START EXTRACTED INFORMATION
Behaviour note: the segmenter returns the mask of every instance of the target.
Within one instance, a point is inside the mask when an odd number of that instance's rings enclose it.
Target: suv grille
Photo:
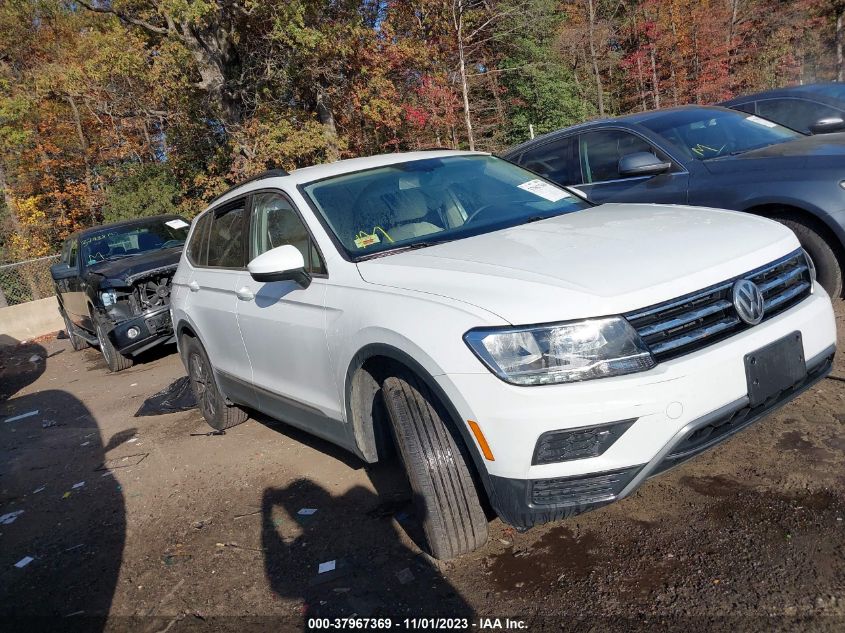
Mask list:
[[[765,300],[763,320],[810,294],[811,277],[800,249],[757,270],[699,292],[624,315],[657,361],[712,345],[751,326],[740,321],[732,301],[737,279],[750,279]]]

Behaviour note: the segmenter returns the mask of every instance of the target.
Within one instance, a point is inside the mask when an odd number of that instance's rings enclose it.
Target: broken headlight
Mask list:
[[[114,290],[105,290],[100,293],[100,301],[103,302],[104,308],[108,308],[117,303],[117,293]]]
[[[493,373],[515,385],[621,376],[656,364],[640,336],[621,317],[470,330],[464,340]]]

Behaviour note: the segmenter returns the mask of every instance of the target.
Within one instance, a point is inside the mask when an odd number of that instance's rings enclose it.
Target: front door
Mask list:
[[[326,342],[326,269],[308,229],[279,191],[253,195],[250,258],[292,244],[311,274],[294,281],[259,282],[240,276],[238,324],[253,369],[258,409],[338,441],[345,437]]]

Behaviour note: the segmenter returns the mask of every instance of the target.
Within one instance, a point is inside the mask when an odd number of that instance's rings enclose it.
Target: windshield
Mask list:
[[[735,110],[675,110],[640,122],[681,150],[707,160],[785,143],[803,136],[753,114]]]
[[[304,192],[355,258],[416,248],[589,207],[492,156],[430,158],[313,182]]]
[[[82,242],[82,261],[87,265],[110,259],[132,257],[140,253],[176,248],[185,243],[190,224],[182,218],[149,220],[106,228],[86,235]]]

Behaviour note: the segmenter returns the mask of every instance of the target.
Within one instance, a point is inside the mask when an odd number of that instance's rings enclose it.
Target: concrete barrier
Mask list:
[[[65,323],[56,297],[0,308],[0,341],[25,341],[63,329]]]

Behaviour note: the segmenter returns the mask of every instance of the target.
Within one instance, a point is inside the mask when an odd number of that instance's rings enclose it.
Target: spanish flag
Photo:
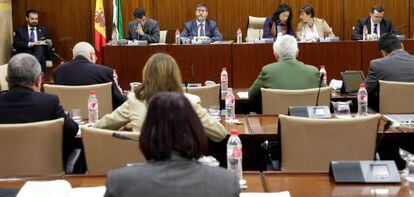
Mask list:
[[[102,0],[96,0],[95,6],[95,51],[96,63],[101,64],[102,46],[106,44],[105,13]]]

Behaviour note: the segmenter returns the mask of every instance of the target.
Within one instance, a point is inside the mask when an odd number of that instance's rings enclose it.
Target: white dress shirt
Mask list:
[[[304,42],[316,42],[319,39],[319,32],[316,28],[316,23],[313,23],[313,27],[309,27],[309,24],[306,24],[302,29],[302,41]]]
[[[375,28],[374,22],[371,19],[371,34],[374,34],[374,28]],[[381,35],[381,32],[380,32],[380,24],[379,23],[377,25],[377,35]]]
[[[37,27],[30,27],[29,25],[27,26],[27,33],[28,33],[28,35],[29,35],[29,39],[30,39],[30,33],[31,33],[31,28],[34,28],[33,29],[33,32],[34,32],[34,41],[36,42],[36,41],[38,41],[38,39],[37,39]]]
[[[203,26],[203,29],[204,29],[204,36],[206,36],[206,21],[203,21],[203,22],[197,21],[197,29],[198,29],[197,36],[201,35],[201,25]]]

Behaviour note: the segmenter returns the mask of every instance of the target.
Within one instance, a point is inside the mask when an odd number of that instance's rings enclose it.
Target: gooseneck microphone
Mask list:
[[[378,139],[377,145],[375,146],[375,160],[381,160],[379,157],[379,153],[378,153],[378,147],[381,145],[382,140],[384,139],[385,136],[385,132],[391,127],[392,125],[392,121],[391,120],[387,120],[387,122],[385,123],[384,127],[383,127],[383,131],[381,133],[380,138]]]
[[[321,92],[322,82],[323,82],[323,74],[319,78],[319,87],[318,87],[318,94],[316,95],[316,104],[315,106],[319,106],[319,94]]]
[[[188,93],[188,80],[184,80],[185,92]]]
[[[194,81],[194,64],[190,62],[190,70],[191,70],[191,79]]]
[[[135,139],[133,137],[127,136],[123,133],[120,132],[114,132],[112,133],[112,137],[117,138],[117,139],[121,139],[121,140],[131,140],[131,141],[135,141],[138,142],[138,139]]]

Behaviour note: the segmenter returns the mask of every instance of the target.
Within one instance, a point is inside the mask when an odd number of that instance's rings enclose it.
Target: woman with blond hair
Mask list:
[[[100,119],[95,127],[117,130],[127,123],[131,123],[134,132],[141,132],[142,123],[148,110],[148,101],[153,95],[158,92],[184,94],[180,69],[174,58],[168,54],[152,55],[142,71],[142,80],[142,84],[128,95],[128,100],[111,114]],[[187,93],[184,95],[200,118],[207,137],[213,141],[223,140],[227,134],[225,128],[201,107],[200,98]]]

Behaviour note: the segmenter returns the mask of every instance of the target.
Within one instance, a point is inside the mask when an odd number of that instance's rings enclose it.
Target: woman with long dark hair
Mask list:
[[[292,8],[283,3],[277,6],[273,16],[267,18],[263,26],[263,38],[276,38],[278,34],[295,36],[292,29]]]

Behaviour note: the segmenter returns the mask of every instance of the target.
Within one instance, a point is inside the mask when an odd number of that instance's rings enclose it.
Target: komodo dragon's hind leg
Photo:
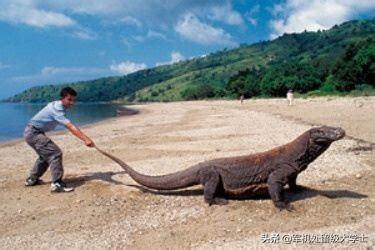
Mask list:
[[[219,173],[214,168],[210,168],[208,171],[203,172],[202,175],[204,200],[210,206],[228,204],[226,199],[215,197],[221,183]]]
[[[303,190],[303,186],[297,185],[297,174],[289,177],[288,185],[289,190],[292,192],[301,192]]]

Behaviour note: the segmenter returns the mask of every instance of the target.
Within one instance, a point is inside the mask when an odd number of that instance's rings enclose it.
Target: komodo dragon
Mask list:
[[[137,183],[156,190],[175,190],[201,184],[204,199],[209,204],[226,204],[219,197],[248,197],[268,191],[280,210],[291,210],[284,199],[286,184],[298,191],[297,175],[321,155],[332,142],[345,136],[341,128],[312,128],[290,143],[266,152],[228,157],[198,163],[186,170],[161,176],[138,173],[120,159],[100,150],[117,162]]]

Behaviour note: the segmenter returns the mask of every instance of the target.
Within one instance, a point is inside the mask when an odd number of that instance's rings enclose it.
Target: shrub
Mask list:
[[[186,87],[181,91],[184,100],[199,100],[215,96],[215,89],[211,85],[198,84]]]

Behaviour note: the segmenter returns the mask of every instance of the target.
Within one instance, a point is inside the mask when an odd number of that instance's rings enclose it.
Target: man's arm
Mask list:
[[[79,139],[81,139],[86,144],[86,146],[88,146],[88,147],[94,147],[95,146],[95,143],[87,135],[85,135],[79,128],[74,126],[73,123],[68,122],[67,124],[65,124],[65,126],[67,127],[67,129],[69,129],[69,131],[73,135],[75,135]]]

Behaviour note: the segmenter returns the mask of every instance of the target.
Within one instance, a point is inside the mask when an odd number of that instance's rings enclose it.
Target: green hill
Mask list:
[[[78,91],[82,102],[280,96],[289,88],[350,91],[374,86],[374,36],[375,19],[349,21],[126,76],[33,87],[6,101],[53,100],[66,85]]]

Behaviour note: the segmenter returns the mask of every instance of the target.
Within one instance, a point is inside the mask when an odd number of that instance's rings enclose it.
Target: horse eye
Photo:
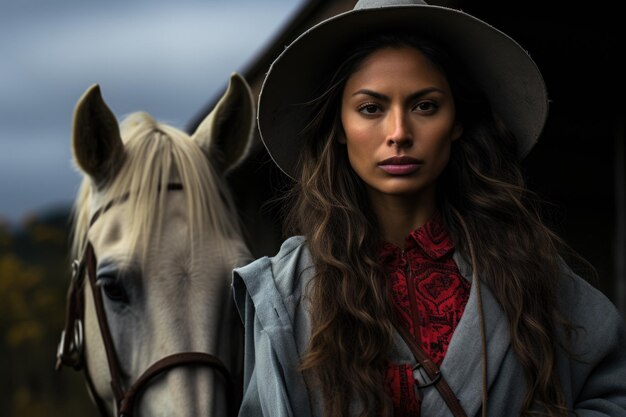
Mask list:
END EXTRACTED INFORMATION
__EXERCISE REQUIREMENTS__
Only lines with the word "woman" are wanted, so copy each one from the records.

__ANSWER TO THE PROBLEM__
Target: woman with blond hair
Target: woman with long dark hair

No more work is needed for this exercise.